Breaking APIs or Data Models Is a Cardinal Sin

Imagine you decide to believe the marketing story of your preferred networking vendor and start using the REST API to configure their devices. That probably involves some investment in automation or orchestration tools, as nobody in their right mind wants to use curl or Postman to configure network devices.

A few months later, after your toolchain has been thoroughly tested, you decide to upgrade the operating system on the network devices, and everything breaks. The root cause: the vendor changed their API or the data model between software releases.

Why Does It Hurt So Much?

There’s nothing more annoying than having to change your working code just because an API (or a data model) your code is using has changed. You waste a lot of time just to keep things running while gaining absolutely no extra functionality. In the worst case (in networking), you are forced to keep working with two (or more) versions of the data model in parallel (and keeping track of which version to use with which device) because you can’t upgrade all devices in one shot.

Most providers of API-based services are well aware of that and do their best to keep their APIs stable1. Even Google (the notorious deprecator) changed their analytics API only once in more than a decade I was using their product. While doing that, they had about a year-long grace period during which both versions of the API worked.

But Networking Is Different, Right?

As always, some people think that networking has to be different. You might be lucky and work with a vendor that learned the hard way that customers prefer stability, or you might be using a vendor that changes their data model every year, like Nokia does with SR Linux.

You might claim that I’m picking on Nokia, and I might be. While I love their work on containerlab and appreciate that they make SR Linux available in a fast-starting, free-to-download container format, there are certain things no vendor should be doing, and breaking promises they made to their customers (a published API or data model is somewhere between a promise and a contract) is pretty high on my list of things to avoid.

Of the two dozen platforms netlab supports, only Nokia SR Linux requires configuration template changes with every other software release (netlab configuration templates were impacted by software releases 25.3, 24.7, and 23.3). While FRRouting loves changing the data structures of JSON printouts (which totally breaks our validation scripts), I don’t remember ever having to change a configuration template to accommodate a newer software release from a major networking vendor (VyOS is another unfortunate exception). On the other side of the spectrum, Cisco IOS introduced address families in BGP decades ago, but still recognizes the old IPv4-only configuration syntax.

What’s Changing?

One would understand that you have to break some eggs to make a better omelet, but some SR Linux changes we had to deal with are so banal that they’re driving me crazy. For example, in SR Linux release 25.3:

  • They changed the way you set BGP MED in a routing policy. Previously, the attribute was set with /routing-policy/policy/entry/action/bgp/med/set, now you have to set the /routing-policy/policy/entry/action/bgp/med/operation to set. Why couldn’t they retain both options?
────────────────────
▶ What this task involves
Which Nokia SR Linux software releases does the article on breaking APIs name as having impacted netlab configuration templates? The records have no connection to the article on breaking APIs.
────────────────────
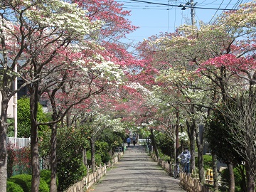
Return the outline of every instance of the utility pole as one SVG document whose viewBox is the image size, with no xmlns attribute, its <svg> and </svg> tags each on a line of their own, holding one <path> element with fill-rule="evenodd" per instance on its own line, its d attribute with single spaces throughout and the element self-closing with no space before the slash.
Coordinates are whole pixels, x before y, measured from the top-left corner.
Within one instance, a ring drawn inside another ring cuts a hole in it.
<svg viewBox="0 0 256 192">
<path fill-rule="evenodd" d="M 196 5 L 197 3 L 194 3 L 193 0 L 191 0 L 190 2 L 188 1 L 185 4 L 180 4 L 178 7 L 182 7 L 181 10 L 186 10 L 188 8 L 191 9 L 191 24 L 192 26 L 196 25 L 196 21 L 195 21 L 195 5 Z"/>
<path fill-rule="evenodd" d="M 192 24 L 192 26 L 194 26 L 196 24 L 194 6 L 196 4 L 196 3 L 194 4 L 193 0 L 191 0 L 190 4 L 191 4 L 191 24 Z"/>
</svg>

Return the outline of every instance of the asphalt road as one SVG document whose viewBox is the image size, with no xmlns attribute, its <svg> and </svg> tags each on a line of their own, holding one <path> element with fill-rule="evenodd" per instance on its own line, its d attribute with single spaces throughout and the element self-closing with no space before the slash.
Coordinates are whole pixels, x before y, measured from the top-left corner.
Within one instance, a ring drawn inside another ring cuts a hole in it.
<svg viewBox="0 0 256 192">
<path fill-rule="evenodd" d="M 147 155 L 144 146 L 135 146 L 127 147 L 120 161 L 89 191 L 186 191 L 178 183 Z"/>
</svg>

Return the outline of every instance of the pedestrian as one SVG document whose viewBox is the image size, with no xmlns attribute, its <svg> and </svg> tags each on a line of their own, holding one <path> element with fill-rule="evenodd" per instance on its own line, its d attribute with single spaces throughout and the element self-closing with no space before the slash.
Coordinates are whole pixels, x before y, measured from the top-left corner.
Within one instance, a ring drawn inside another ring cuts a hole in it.
<svg viewBox="0 0 256 192">
<path fill-rule="evenodd" d="M 127 138 L 127 145 L 128 145 L 128 147 L 129 146 L 129 144 L 131 143 L 131 139 L 129 137 Z"/>
<path fill-rule="evenodd" d="M 188 174 L 190 172 L 190 159 L 191 155 L 188 146 L 185 146 L 183 149 L 183 151 L 178 156 L 178 158 L 181 159 L 180 163 L 183 167 L 183 171 L 186 172 L 186 174 Z"/>
<path fill-rule="evenodd" d="M 136 137 L 135 137 L 135 136 L 134 136 L 134 137 L 132 137 L 132 144 L 134 144 L 134 147 L 135 144 L 136 144 Z"/>
</svg>

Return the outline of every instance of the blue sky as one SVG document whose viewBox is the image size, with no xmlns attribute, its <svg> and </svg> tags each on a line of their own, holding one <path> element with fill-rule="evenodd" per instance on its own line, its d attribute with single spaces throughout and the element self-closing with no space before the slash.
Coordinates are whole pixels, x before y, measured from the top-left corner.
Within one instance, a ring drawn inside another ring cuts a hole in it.
<svg viewBox="0 0 256 192">
<path fill-rule="evenodd" d="M 131 16 L 127 18 L 132 24 L 139 26 L 134 33 L 129 34 L 122 42 L 137 43 L 144 38 L 159 34 L 160 32 L 174 32 L 175 28 L 182 24 L 191 23 L 191 9 L 181 10 L 181 8 L 172 6 L 148 4 L 146 2 L 170 5 L 185 4 L 191 0 L 142 0 L 138 2 L 132 0 L 116 0 L 124 4 L 123 8 L 131 10 Z M 193 0 L 197 3 L 195 6 L 195 19 L 209 22 L 213 16 L 220 15 L 223 11 L 220 9 L 237 9 L 241 3 L 252 1 L 251 0 Z M 198 8 L 196 8 L 198 7 Z"/>
</svg>

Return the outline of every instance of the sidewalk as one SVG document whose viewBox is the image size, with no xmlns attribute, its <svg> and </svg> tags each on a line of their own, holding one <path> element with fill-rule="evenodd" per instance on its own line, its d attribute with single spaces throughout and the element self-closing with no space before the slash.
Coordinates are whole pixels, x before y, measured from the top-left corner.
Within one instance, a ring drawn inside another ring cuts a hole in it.
<svg viewBox="0 0 256 192">
<path fill-rule="evenodd" d="M 120 161 L 89 191 L 185 191 L 178 183 L 147 155 L 144 146 L 135 146 L 127 147 Z"/>
</svg>

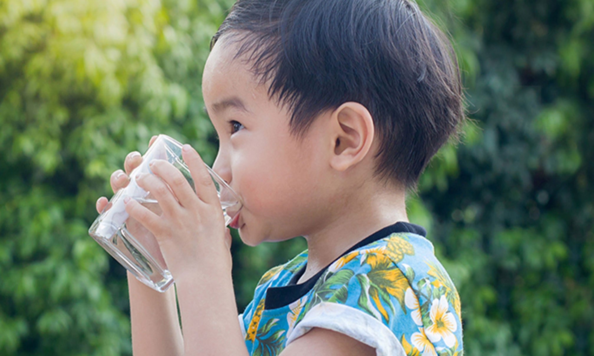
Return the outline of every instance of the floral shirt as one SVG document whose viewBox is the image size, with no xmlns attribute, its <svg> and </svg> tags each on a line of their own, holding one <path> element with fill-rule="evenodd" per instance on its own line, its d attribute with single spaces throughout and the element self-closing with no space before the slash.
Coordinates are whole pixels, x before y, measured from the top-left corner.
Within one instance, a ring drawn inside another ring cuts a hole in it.
<svg viewBox="0 0 594 356">
<path fill-rule="evenodd" d="M 458 293 L 425 234 L 397 223 L 302 284 L 307 251 L 267 272 L 239 316 L 250 355 L 279 355 L 321 328 L 375 348 L 378 356 L 462 356 Z"/>
</svg>

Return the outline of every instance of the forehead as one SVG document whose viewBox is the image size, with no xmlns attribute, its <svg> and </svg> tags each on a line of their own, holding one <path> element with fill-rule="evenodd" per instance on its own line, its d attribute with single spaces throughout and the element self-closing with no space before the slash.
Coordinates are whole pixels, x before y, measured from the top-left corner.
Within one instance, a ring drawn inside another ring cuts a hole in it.
<svg viewBox="0 0 594 356">
<path fill-rule="evenodd" d="M 217 90 L 235 90 L 259 86 L 251 71 L 251 66 L 242 57 L 237 57 L 239 44 L 226 37 L 213 47 L 204 65 L 202 90 L 206 96 Z M 224 88 L 223 88 L 224 87 Z M 205 100 L 206 98 L 205 97 Z"/>
</svg>

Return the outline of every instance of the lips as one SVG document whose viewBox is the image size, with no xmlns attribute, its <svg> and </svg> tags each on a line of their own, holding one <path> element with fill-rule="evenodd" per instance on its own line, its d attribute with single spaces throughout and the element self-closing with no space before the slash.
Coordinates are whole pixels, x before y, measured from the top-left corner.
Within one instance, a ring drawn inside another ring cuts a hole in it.
<svg viewBox="0 0 594 356">
<path fill-rule="evenodd" d="M 231 221 L 229 223 L 229 227 L 232 227 L 233 228 L 239 228 L 239 212 L 238 211 L 235 214 L 235 216 L 233 217 L 231 219 Z"/>
</svg>

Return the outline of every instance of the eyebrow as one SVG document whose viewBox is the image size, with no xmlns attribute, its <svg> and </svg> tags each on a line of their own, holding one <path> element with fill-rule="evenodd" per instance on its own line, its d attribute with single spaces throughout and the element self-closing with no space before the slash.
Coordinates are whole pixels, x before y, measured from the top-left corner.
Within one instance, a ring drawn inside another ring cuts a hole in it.
<svg viewBox="0 0 594 356">
<path fill-rule="evenodd" d="M 225 111 L 229 108 L 234 108 L 245 112 L 249 112 L 249 110 L 245 107 L 244 102 L 237 97 L 222 100 L 213 104 L 213 110 L 217 112 Z M 206 110 L 206 108 L 204 108 Z"/>
</svg>

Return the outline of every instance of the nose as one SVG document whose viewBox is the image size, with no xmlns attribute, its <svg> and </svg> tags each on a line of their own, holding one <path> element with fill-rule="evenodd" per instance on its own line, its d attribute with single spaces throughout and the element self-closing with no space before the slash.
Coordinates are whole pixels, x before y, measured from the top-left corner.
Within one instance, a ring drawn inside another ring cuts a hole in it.
<svg viewBox="0 0 594 356">
<path fill-rule="evenodd" d="M 231 183 L 233 177 L 231 176 L 231 167 L 228 155 L 225 155 L 220 150 L 217 153 L 217 157 L 213 163 L 213 170 L 228 183 Z"/>
</svg>

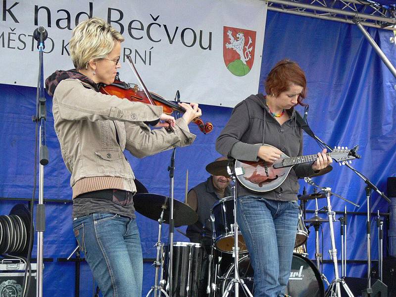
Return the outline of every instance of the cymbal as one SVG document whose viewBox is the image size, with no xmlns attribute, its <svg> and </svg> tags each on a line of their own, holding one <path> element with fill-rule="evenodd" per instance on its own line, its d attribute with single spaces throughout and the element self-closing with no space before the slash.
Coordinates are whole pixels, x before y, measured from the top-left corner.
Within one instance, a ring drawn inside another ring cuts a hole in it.
<svg viewBox="0 0 396 297">
<path fill-rule="evenodd" d="M 330 171 L 333 170 L 333 166 L 331 165 L 327 165 L 327 167 L 321 169 L 319 171 L 319 172 L 316 173 L 316 174 L 314 174 L 313 175 L 310 176 L 310 177 L 315 177 L 315 176 L 320 176 L 321 175 L 323 175 L 324 174 L 326 174 L 326 173 L 328 173 Z"/>
<path fill-rule="evenodd" d="M 165 204 L 163 219 L 164 223 L 169 223 L 170 198 L 168 197 L 151 193 L 141 193 L 134 196 L 133 203 L 138 212 L 154 221 L 159 218 L 162 206 Z M 176 227 L 192 225 L 198 220 L 198 215 L 187 204 L 174 199 L 173 220 Z"/>
<path fill-rule="evenodd" d="M 312 194 L 307 194 L 306 195 L 301 195 L 298 197 L 298 200 L 311 200 L 312 199 L 320 199 L 324 198 L 326 195 L 324 193 L 313 193 Z"/>
<path fill-rule="evenodd" d="M 230 177 L 227 171 L 227 166 L 230 163 L 229 160 L 220 160 L 209 163 L 205 167 L 206 171 L 212 175 L 218 175 Z"/>
<path fill-rule="evenodd" d="M 328 222 L 328 220 L 320 217 L 312 217 L 310 219 L 304 220 L 304 223 L 322 223 L 323 222 Z"/>
<path fill-rule="evenodd" d="M 135 182 L 135 185 L 136 186 L 137 194 L 148 193 L 148 191 L 147 191 L 146 187 L 145 187 L 144 185 L 141 183 L 137 178 L 135 178 L 134 180 L 134 182 Z"/>
</svg>

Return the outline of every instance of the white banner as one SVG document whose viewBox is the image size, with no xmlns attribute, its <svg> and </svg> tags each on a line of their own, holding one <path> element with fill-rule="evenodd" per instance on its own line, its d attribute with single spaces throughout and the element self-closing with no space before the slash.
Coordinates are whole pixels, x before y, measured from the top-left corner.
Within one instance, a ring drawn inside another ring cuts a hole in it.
────────────────────
▶ Answer to this exercise
25.3, 24.7, and 23.3